INSTRUCTIONS TO FOLLOW. Find every line in the lines below that contains the string "sidewalk", and copy each of those lines. Matching is case-sensitive.

INPUT DATA.

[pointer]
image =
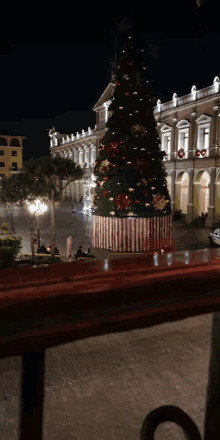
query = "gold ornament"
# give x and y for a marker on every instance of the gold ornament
(104, 166)
(159, 202)
(144, 181)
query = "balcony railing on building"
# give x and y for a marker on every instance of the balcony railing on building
(53, 311)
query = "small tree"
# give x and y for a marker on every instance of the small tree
(22, 189)
(53, 170)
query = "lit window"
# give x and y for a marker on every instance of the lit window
(93, 155)
(166, 145)
(203, 139)
(14, 166)
(86, 156)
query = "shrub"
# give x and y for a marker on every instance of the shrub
(9, 250)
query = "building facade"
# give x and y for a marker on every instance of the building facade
(10, 153)
(189, 130)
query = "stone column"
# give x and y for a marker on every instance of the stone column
(210, 220)
(189, 215)
(173, 190)
(193, 136)
(174, 140)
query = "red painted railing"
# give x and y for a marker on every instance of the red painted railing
(45, 307)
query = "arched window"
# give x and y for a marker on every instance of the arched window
(14, 143)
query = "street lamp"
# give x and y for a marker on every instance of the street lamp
(37, 208)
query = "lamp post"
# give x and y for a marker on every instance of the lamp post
(37, 208)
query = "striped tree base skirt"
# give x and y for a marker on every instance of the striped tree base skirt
(132, 234)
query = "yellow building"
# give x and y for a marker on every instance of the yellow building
(189, 130)
(10, 153)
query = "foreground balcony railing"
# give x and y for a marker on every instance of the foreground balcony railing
(49, 306)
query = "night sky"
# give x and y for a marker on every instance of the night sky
(58, 84)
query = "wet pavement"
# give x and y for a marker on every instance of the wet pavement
(77, 226)
(102, 388)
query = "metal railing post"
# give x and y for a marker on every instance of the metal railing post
(212, 409)
(32, 396)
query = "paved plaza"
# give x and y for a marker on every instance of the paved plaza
(103, 387)
(76, 226)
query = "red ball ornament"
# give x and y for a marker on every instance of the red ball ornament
(112, 149)
(123, 200)
(180, 153)
(144, 192)
(105, 193)
(141, 164)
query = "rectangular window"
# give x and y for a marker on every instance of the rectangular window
(206, 138)
(81, 157)
(87, 156)
(166, 146)
(102, 115)
(186, 143)
(93, 151)
(203, 140)
(75, 157)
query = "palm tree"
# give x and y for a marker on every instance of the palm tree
(52, 171)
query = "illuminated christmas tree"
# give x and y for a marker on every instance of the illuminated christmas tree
(131, 201)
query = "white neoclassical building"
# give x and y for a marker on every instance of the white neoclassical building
(189, 130)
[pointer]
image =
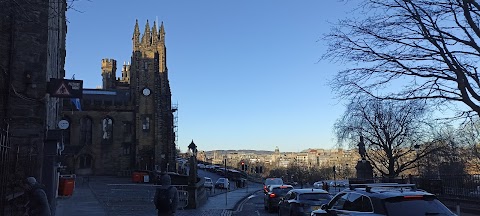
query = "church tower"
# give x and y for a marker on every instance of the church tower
(109, 69)
(150, 89)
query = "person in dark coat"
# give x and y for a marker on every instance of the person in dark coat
(37, 198)
(166, 183)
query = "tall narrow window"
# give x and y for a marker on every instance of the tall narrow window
(126, 148)
(127, 128)
(85, 161)
(66, 132)
(146, 123)
(86, 131)
(107, 129)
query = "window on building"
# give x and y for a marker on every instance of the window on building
(107, 129)
(85, 161)
(126, 148)
(86, 131)
(146, 123)
(66, 132)
(127, 128)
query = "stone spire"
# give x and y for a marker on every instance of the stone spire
(162, 33)
(146, 38)
(154, 33)
(136, 35)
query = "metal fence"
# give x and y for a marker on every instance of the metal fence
(458, 186)
(4, 167)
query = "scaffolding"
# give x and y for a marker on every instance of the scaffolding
(175, 134)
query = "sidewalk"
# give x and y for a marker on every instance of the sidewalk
(85, 202)
(82, 202)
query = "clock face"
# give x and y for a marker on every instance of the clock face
(146, 91)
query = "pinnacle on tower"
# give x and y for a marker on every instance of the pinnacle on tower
(146, 39)
(154, 33)
(162, 33)
(136, 35)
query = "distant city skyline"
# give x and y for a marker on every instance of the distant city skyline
(245, 74)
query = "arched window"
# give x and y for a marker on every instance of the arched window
(107, 129)
(86, 131)
(146, 123)
(66, 132)
(85, 161)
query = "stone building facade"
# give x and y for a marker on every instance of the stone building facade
(129, 123)
(32, 51)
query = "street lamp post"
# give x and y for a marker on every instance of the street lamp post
(417, 149)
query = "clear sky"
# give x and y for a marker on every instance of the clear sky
(245, 73)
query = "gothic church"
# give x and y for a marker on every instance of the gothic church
(128, 124)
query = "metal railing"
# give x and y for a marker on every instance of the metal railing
(4, 167)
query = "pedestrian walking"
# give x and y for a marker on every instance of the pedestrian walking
(166, 197)
(37, 198)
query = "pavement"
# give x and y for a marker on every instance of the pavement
(119, 197)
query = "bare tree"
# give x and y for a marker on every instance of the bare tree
(469, 135)
(391, 130)
(410, 49)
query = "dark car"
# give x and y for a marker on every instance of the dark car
(383, 199)
(302, 201)
(273, 196)
(271, 181)
(222, 183)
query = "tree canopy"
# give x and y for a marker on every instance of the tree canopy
(408, 50)
(396, 133)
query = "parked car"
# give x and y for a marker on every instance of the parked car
(222, 183)
(271, 181)
(302, 201)
(383, 199)
(276, 192)
(208, 183)
(318, 184)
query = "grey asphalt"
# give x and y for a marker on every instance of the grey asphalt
(118, 196)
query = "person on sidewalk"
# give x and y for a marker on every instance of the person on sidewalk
(166, 197)
(37, 198)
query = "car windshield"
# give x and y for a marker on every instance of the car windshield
(273, 181)
(281, 191)
(315, 196)
(415, 206)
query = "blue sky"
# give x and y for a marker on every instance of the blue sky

SOLUTION.
query = "sidewalk"
# give x and y for a marker on every instance of the sidewalk
query = "person on sidewalk"
# give x and y for a marker on every instance of the person on sidewalk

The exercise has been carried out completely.